| AVAILABLE RECORDS |

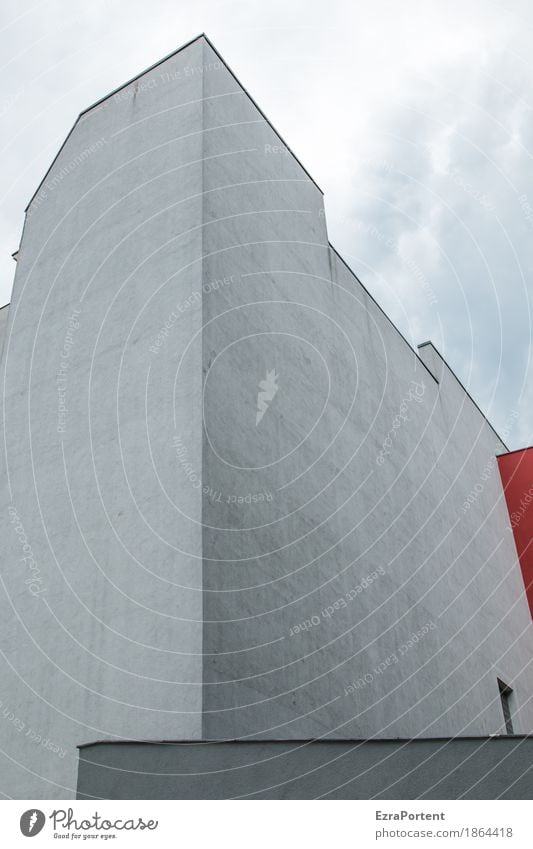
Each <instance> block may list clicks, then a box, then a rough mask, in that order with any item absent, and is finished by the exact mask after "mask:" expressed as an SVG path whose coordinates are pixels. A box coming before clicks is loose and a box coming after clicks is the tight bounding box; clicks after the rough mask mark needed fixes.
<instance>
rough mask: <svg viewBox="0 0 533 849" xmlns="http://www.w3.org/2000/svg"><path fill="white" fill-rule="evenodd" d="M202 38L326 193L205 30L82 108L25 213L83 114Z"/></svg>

---

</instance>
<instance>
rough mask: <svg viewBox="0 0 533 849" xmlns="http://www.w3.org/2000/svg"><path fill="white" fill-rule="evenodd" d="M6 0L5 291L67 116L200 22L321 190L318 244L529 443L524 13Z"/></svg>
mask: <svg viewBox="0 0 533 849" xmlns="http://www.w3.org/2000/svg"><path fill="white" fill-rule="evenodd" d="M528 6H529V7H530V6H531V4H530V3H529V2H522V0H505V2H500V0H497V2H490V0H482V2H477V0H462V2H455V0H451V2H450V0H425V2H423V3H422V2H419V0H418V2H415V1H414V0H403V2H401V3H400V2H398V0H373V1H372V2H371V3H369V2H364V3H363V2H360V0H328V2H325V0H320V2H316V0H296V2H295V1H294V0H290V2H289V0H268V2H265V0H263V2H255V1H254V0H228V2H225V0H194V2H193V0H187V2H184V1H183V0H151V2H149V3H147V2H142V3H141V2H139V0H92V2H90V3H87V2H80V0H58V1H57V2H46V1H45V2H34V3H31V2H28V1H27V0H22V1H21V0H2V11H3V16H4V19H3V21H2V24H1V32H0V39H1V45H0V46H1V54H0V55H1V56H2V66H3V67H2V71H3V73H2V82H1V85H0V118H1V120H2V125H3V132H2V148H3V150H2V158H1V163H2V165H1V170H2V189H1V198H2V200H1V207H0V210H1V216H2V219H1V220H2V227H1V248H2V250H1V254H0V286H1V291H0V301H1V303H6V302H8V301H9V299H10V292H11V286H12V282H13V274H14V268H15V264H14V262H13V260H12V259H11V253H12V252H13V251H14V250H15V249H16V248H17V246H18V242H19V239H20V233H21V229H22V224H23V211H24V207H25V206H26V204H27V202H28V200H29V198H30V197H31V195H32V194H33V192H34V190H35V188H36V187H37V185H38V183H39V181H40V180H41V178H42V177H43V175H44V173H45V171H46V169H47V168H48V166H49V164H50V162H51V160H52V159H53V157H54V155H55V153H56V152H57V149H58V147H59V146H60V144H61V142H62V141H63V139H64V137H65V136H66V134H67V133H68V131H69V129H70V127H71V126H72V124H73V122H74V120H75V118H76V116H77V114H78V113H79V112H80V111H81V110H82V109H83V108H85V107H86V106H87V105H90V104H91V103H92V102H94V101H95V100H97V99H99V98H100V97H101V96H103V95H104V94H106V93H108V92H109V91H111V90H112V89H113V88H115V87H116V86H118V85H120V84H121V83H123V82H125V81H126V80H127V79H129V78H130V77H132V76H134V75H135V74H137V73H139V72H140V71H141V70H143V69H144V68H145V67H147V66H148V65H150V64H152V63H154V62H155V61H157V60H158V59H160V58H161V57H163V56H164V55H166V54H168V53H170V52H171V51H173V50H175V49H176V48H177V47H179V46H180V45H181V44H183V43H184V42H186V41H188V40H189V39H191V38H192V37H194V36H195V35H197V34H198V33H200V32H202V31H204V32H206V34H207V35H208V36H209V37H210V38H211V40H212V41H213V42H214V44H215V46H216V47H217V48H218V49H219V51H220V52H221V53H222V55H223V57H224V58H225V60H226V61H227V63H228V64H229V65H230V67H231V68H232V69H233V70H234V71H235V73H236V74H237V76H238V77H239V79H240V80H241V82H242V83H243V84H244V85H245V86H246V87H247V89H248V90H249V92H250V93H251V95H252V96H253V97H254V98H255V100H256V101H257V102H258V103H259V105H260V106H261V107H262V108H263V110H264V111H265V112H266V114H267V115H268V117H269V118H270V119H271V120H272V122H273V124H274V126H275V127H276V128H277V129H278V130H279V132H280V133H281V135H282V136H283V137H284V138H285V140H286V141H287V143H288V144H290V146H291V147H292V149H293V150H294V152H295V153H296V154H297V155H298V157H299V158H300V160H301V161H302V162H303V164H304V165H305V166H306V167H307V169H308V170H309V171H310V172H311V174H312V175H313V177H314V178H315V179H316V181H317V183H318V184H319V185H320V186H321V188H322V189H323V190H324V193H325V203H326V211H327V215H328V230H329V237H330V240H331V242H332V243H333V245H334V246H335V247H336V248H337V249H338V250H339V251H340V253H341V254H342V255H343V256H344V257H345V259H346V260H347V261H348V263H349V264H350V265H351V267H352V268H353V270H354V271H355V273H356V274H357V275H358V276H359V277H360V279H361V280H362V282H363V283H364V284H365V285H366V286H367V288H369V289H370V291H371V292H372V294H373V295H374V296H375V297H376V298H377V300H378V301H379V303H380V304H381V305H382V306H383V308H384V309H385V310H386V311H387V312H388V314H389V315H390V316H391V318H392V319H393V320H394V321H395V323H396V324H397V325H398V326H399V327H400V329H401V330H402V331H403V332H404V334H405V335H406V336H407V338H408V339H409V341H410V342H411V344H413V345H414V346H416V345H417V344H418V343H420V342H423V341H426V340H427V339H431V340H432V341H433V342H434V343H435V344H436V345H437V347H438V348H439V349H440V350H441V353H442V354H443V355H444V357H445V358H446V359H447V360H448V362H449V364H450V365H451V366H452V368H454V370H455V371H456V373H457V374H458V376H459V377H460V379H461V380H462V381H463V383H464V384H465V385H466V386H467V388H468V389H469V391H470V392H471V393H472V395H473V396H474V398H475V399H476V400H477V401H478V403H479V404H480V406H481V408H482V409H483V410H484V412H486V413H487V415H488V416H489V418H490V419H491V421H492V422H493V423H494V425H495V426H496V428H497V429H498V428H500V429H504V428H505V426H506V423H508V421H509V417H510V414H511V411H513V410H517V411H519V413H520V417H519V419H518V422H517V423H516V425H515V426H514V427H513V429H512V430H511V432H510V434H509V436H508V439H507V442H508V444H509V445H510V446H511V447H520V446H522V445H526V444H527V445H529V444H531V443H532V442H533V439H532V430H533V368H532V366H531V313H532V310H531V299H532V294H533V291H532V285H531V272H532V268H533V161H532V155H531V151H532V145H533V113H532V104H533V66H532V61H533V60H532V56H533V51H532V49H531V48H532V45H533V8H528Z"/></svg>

* * *

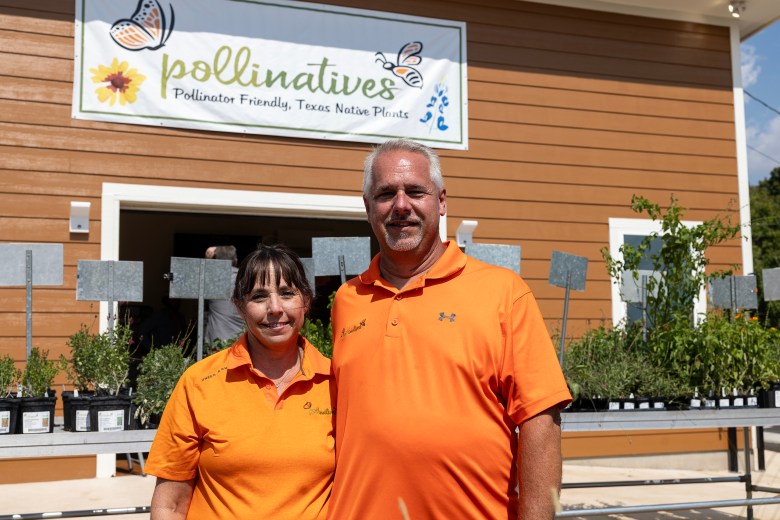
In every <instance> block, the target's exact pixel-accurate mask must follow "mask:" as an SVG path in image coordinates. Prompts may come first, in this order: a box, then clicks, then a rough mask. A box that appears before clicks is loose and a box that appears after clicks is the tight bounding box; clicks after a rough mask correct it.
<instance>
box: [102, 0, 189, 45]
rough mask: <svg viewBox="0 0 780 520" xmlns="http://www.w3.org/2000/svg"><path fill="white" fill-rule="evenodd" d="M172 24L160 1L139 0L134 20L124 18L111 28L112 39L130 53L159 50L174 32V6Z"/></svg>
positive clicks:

| EXERCISE DETAILS |
Above are the records; print exactly the lines from the line with "Each <instance> block" to the line with "38L326 193L205 30L82", including both, and nothing else.

| EXERCISE RESPONSE |
Each <instance> block may list clicks, then a box, then a rough mask, in that order with any item absent, and is finished by the exact mask after "mask:" expressed as an SVG path whose coordinates are pixels. A box coming before clicks is loose and a box coming after clicks is the tight bounding box; clicks after the rough mask mark needed fixes.
<instance>
rough mask: <svg viewBox="0 0 533 849" xmlns="http://www.w3.org/2000/svg"><path fill="white" fill-rule="evenodd" d="M202 38L326 193L205 30L82 108L25 213L83 114Z"/></svg>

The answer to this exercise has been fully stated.